EXCERPT TO READ section start
Soft skills that Maldonado puts to use include navigating multiple personalities and work styles across internal and external teams. “It’s everything from knowing when and how to push back on client requests, knowing how to read the temperature of a situation and how to adjust that temperature in any particular direction, to knowing who to pull in when on any given project,” she says.
Arnold, meanwhile, is responsible for developing content such as messaging, headlines, captions, or copy to support a larger brand positioning. “So, a big part of my role is developing compelling messaging for our clients, which are pharmaceutical companies—writing manuscripts, developing presentations, and looking at overarching story flow for effective messaging.”
Arnold applies her writing and editing skills to every project with a strong attention to detail. She also must be able to present her work in front of leadership and different clients. “It’s important to come to the table with the expertise of what you’re actually writing, even if everything that you’re writing, you just had to digest it only a week before, immersing yourself so much in the content where for that project, you are the expert in whatever you’re writing,” she says. “It’s being able to digest high-level clinical information and repurposing it in a way that’s understandable for someone who may not be familiar with some of the high-level clinical medical details.”
In addition to writing and editing, Arnold moved into managing for the first time, supervising a summer intern and multiple freelancers. “I have to review their work, delegate work to them, and get them up to speed on projects that I’m working on,” she says.
Keys to Success
Both say the key to success is to learn as much as you can about the field. “Listen to podcasts, take online courses, be very curious,” says Maldonado. “This is a challenging space that will make you feel very smart but also quickly humble you. Don’t be afraid to say you don’t understand something so that you can quickly turn that moment into something new you learned that day.”
Researching the company you are applying to is also critical, adds Arnold, “If you’re at the internship stage or entry-level stage in your career, during the interview process, ask if they have educational materials or courses or programming that sets them up for success when it comes to learning about market access. Entrée Health was so great about that.”
Arnold and Maldonado may be market access professionals at different points in their careers, with slightly different skill sets, but both enthusiastically took advantage of opportunities when they arose.
“Don’t be afraid to raise your hand for new opportunities outside of your day-to-day assignments,” says Maldonado. “Make all the connections; it’s a very small world. And try your hands at all types of work within the industry.”
Pivoting from one career to another is possible, says Arnold. “Don’t pigeonhole yourself out of fear because whatever reservations you have, you’re capable of proving yourself wrong. My 18 to 25-year-old self could not imagine the career that I have now. I’m just glad that I was open to new opportunities.”
EXCERPT TO READ section end
GIVEN ENTRIES section start
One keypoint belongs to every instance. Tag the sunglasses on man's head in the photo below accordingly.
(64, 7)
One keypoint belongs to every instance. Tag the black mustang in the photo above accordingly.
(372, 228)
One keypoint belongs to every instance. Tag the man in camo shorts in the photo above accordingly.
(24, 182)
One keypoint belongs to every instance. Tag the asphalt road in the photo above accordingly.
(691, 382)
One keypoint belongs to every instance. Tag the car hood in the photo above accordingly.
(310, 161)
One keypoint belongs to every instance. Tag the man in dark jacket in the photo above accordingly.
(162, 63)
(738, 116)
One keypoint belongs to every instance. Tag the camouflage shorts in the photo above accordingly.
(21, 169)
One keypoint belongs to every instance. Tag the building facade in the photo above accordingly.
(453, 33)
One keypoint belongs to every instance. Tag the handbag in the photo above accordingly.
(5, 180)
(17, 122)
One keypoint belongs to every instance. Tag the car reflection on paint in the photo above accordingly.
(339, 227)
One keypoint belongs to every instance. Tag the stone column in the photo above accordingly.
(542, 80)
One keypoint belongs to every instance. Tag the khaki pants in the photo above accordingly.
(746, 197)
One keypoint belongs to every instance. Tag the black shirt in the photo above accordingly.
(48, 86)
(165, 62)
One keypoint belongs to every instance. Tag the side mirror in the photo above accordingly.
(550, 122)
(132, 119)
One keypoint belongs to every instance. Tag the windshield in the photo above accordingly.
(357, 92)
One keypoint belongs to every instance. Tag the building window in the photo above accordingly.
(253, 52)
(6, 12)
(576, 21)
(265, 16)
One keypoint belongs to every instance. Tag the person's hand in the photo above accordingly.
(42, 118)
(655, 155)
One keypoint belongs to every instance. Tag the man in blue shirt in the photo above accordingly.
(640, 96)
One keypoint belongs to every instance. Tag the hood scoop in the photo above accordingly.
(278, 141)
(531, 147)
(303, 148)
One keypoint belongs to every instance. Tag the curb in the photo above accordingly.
GIVEN ENTRIES section end
__STUDY QUESTIONS__:
a) Rewrite the paragraph of the market access excerpt that begins "Arnold applies her writing and editing skills" as a short bulleted list that keeps its main facts.
b) Answer these from the market access excerpt, one per line:
(i) What kind of companies are Arnold's clients?
(ii) Whom did Arnold supervise when she moved into managing for the first time?
(iii) What three things does Maldonado advise doing to learn about the field?
These lines are separate material and have no connection to the market access excerpt.

__ANSWERS PER TASK__:
a)
- Arnold brings writing and editing skills and strong attention to detail to every project.
- She must be able to present her work to leadership and to different clients.
- She says you should come to the table as the expert on what you are writing, even if you took in the material only a week before.
- Her work involves digesting high-level clinical information and repurposing it so that people unfamiliar with those clinical details can understand it.

b)
(i) Pharmaceutical companies.
(ii) A summer intern and multiple freelancers.
(iii) Listen to podcasts, take online courses, and be very curious.